▸ **Yapılacak işler**:
**a)** İşlenmiş gıdalarla ilgili metinde parantez içinde sayılan yaşa bağlı hastalıkları sırala.
**b)** İşlenmiş gıdalarla ilgili metinde "Paketli gıdaların ya" ile başlayıp "yiyeceklerden uzak duramıyoruz?" ile biten kısmı yeniden yaz. Bu kısımda "fast food" yerine "hazır yemek" kullan.
**c)** İşlenmiş gıdalarla ilgili metni kaldığı yerden sürdür.

▸ **Metinden bölüm**:
--
Patates kızartması, şekerleme, donat gibi yiyecekleri neden yedikçe yiyesimiz geliyor? Araştırmacılar, sağlıksız beslenmenin arkasındaki iştah artırıp irade zayıflatan mekanizmayı anlama yolunda önemli bir adım attı.
Paketli gıdaların ya da sağlıksız koşullarda pişirilen fast food yiyeceklerin, obezite ve yaşa bağlı (diyabet, kronik böbrek hastalığı, Alzheimer gibi) hastalıklara yol açtığı biliniyor. Peki nasıl oluyor da zararlı olduğunu bildiğimiz halde bu yiyeceklerden uzak duramıyoruz?
Technology Networks’ün haberine göre Buck Enstitüsü Kapahi Laboratuvarı’ndan araştırmacılar pişmiş ya da işlenmiş gıdalarda bulunan ve ‘İleri Glikasyon Ürünleri’ (AGE – Advanced Glycation End Products) olarak adlandırılan bazı kimyasalların neden açlığı artırdığını ve irademizi nasıl zorladığını ortaya koydu.
--
▸ **Verilen veriler**:
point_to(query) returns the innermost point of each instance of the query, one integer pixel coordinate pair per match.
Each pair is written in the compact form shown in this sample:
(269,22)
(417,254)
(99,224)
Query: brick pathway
--
▸ **Görevlere göre cevaplar**:
**a)** Diyabet, kronik böbrek hastalığı, Alzheimer

**b)**
Paketli gıdaların ya da sağlıksız koşullarda pişirilen hazır yemek yiyeceklerin, obezite ve yaşa bağlı (diyabet, kronik böbrek hastalığı, Alzheimer gibi) hastalıklara yol açtığı biliniyor. Peki nasıl oluyor da zararlı olduğunu bildiğimiz halde bu yiyeceklerden uzak duramıyoruz?

**c)**
Şekerin, protein, lipid veya nükleik asidin bir kısmıyla birleşmesiyle ortaya çıkan metabolik yan ürünlere AGE deniyor. AGE’ler, bir hücrede şekerleri metabolize ettiğimizde doğal olarak ortaya çıktığı gibi pişirme, kızartma ve ızgara sırasında da oluşuyor, birçok işlenmiş gıdada bulunuyor.
Araştırma sonuçlarının yayınlandığı makalenin başyazarı Dr. Muniesh Muthaiyan Shanmugam, “Pişirme sırasında ortaya çıkan ve yiyeceklerin lezzetli görünmesini ve kokmasını sağlayan kahverengi renk AGE’lerin bir sonucu” dedi ve AGE’lerin yiyecekleri daha iştah açıcı ve karşı konulmaz hale getirdiğini söyledi.
Örneğin, şeker ve proteinin ısıyla etkileşime girmesinden ve şefler arasında Maillard reaksiyonu olarak bilinen ‘esmerleşme’ AGE’lere bir örnek. Yiyeceklere lezzet katıyor ancak ortaya çıkan kimyasallar; iltihaplanmadan kan damarlarının sertleşmesine, hipertansiyondan böbrek hastalıklarına, kanserden ve nörolojik sorunlara katkıda bulunuyor.
Dr. Shanmugam, “AGE’ler bir kez oluştuktan sonra detoksifiye edilemezler” diyor. Yaşla birlikte vücudun AGE’lerle baş etme yeteneği azalıyor, bu da yaşa bağlı hastalıkların oluşmasına neden oluyor.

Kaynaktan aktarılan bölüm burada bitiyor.